### Selected extract

In facilities that reclaim glycol (e.g. MEG) using a “flash vaporisation” process such as those disclosed in US6,685,802 and US8,728,321 , a feed stream comprising an aqueous glycol solution containing contaminants including dissolved inorganic salts is caused to boil rapidly upon mixing with a heated stream of concentrated glycol within and/or upstream of a flash separation vessel. Methods in which water and process liquid are vaporised by direct contact with a heated quantity of concentrated process liquid are herein termed “Flash on Process Liquid” processes. Typically at least some of the vaporised components of the feed stream are subsequently condensed or further separated by distillation into water and concentrated process liquid.

When used for MEG reclamation the process is normally run under vacuum at an absolute pressure of 0.1 to 0.5 bara so as to reduce the operating temperature which is typically good practice when treating a thermally sensitive process liquid such as MEG. The concentrated MEG that has been, or will be, heated and mixed with the feed stream to cause the flash vaporisation described above is drawn from a liquid pool in the lower part of the flash separation vessel. One non-limiting example of the heating method comprises pumping a portion of the concentrated MEG out of the liquid pool and through a heater to raise its temperature and then mixing the heated pumped MEG with the feed stream as the feed stream enters the flash separation vessel. The vaporisation causes dissolved salts in the feed stream to precipitate. The precipitated salts along with other non-volatile contaminants, if any are present, accumulate in the liquid in the liquid pool.

The Flash on Process Liquid method when used for MEG reclamation typically includes additional mechanical separation equipment such as centrifuges, settling tanks, clarifiers or filters to separate the precipitated and suspended solids from the pool of concentrated process liquid in the flash separation vessel. The solids are typically then disposed of. The need for these added equipment items results in disadvantages such as complexity, higher capital cost and operating cost, increased weight and footprint, loss of process liquid with the waste solid matter, and risk of harm to the environment due to loss of process liquid.

In the flash separation vessel sodium chloride typically precipitates in the form of distinct particles that can be separated by gravity or other mechanical means. In reference to the non-limiting example of MEG reclamation it has been widely observed that the vaporisation of the water and glycol in the feed stream and the precipitation and removal of monovalent salts including sodium chloride and potassium chloride (noting that typically most of the salts in rich MEG are monovalent salts) can be done using the above described means. However, this process does not address the problems that occur when the MEG in the flash separation vessel becomes excessively contaminated with divalent ions.

######

**Set exercise A:**
In the glycol reclamation passage, why is the flash vaporization process run under vacuum when it is used to reclaim MEG?
**Set exercise B:**
Carry the glycol reclamation passage forward from its closing sentence on divalent ions.

### Listing

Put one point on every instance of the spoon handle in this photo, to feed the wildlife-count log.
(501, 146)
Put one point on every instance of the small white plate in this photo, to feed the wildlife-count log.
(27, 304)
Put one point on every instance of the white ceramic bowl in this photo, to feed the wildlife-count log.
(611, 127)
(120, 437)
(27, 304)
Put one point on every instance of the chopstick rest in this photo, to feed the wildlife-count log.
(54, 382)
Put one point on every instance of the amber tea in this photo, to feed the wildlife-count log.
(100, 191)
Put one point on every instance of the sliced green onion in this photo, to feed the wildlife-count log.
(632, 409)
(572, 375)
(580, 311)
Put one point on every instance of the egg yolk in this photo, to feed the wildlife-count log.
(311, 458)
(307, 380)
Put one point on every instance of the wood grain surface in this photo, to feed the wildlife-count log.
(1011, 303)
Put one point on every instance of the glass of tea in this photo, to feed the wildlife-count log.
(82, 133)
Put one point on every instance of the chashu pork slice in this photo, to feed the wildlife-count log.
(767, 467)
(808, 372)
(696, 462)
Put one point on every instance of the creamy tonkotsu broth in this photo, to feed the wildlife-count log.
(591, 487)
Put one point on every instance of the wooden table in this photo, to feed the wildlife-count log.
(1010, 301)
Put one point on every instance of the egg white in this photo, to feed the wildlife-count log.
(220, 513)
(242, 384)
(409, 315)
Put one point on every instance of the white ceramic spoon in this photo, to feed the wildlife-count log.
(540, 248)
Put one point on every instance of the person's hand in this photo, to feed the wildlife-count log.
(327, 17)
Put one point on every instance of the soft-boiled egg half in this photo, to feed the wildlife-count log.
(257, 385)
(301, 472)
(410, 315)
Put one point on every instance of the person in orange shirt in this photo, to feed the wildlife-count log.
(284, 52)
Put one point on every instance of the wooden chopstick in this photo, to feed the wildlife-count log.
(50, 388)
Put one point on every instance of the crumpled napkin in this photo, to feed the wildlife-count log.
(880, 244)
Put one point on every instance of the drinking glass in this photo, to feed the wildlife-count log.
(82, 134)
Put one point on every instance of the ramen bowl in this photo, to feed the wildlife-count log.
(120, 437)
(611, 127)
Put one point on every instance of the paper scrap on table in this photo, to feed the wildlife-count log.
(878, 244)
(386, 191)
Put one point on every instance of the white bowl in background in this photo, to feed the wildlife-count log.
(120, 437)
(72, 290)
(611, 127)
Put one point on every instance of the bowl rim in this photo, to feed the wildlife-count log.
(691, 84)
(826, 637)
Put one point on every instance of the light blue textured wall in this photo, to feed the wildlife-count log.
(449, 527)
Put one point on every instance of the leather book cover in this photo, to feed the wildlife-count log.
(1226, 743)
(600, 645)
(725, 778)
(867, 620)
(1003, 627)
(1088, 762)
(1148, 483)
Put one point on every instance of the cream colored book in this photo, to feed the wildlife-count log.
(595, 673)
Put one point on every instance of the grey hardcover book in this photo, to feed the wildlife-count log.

######

**Written answer A:**
Running it at an absolute pressure of 0.1 to 0.5 bara lowers the operating temperature. That is good practice when treating a thermally sensitive process liquid such as MEG.

**Written answer B:**
Calcium and other troublesome divalent ions are typically present in rich MEG. If the feed stream contains significant quantities of calcium, then in the absence of extra treatment, the calcium accumulates in the concentrated MEG in the liquid pool in the flash separation vessel. Calcium ions that are dissolved in concentrated MEG do not reliably precipitate to form well behaved particles in the Flash on Process Liquid process. Instead, the calcium ions can combine with MEG and chloride ions to form complex calcium-glycol-chloride compounds that solidify if allowed to cool to less than about 95 °C. This has been a costly experience at several operating plants. Other divalent ions including magnesium can cause a similar effect.

The presence of calcium and other divalent ions in the feed stream to the MEG reclamation system is often unavoidable given that the compositions of several types of subsurface hydrocarbon reservoir rock (e.g. limestone) include such elements. Furthermore, when wells are drilled or made ready for production the operators may use high density fluids that contain dissolved calcium (e.g. calcium chloride, calcium bromide etc), which can subsequently flow through the hydrocarbon production pipework and into the MEG reclamation system. This divalent ion problem is described in Reference 1 .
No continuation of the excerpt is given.